== TEXT TO READ ==
BEGIN
Composability: What It Is and Why It Matters

Composability: What It Is and Why It Matters

Takeaways and advice for the enterprise drawn from our Composability Made Easy webinar. 

What is composability?

From ecommerce platform integration to enabling government digital services, composability is a software development approach where systems are assembled from modular components, which can be easily replaced, adjusted, or upgraded without affecting the overall system architecture. 

Think of it as building systems with LEGO bricks, mixing and matching different pieces to create a masterpiece, without having to tear down the whole structure. Or playing Jenga with tech, without the anxiety of everything toppling over.

How composability works

Composable architecture utilizes multiple independent systems with clearly defined interfaces to create one cohesive system. Each component has a distinct purpose and connects with other components through an API.

Composability stands in stark contrast to traditional monolithic martech architectures, where an organization must take every component “off the shelf” from a single vendor. 

Benefits of composability

The primary benefit of adopting a composable approach is giving an organization the ability to rapidly innovate and differentiate in the marketplace. And the flexibility to integrate different services and systems seamlessly and efficiently is the catalyst. 

This modular flexibility allows businesses to select only the elements they need—e.g., choosing “best of breed” technologies such as CMS and ecommerce platforms—without the constraints of a single, monolithic system. The loosely coupled nature of composable systems makes it easier for businesses to upgrade and scale their systems, improving operational performance. 

And because organizations can adopt new technologies or processes incrementally, they can minimize downtime and the potential for disruption.

When should you adopt composability up front?

It depends.
END
== PROBLEMS TO WORK ON ==
(1) Sum up the composability article above in two sentences.
(2) Reproduce word for word the stretch of the composability article above starting with "From ecommerce platform" and going on through "through an API.".

== DATASET CONTENT ==
BEGIN
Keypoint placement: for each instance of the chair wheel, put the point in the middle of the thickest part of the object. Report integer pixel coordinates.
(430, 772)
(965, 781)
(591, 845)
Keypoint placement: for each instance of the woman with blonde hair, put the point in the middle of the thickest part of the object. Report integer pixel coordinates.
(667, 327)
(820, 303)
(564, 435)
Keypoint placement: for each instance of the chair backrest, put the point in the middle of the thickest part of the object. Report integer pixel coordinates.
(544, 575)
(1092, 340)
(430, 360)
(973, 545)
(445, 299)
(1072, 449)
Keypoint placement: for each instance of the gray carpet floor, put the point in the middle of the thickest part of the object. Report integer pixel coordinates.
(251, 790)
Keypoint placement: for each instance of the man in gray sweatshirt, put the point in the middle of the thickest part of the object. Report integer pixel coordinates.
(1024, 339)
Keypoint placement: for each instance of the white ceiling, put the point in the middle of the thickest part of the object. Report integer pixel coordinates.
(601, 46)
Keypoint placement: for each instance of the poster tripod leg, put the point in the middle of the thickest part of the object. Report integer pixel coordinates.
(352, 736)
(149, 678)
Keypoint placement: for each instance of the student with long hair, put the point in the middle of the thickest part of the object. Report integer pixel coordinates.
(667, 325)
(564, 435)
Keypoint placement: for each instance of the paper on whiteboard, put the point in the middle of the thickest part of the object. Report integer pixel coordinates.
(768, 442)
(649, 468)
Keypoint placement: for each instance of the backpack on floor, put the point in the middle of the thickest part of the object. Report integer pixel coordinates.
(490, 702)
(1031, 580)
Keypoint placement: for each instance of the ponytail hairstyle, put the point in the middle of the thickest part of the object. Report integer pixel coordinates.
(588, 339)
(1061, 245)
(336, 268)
END
== THE ANSWERS ==
(1) Composability is a software development approach in which systems are assembled from modular components that each have a distinct purpose, connect through an API, and can be replaced, adjusted, or upgraded without affecting the overall system architecture, unlike traditional monolithic martech architectures that take every component from a single vendor. Its main benefit is letting an organization rapidly innovate and differentiate by picking only the elements it needs, upgrading and scaling more easily, and adopting new technologies incrementally to minimize downtime and disruption.

(2)
From ecommerce platform integration to enabling government digital services, composability is a software development approach where systems are assembled from modular components, which can be easily replaced, adjusted, or upgraded without affecting the overall system architecture. 

Think of it as building systems with LEGO bricks, mixing and matching different pieces to create a masterpiece, without having to tear down the whole structure. Or playing Jenga with tech, without the anxiety of everything toppling over.

How composability works

Composable architecture utilizes multiple independent systems with clearly defined interfaces to create one cohesive system. Each component has a distinct purpose and connects with other components through an API.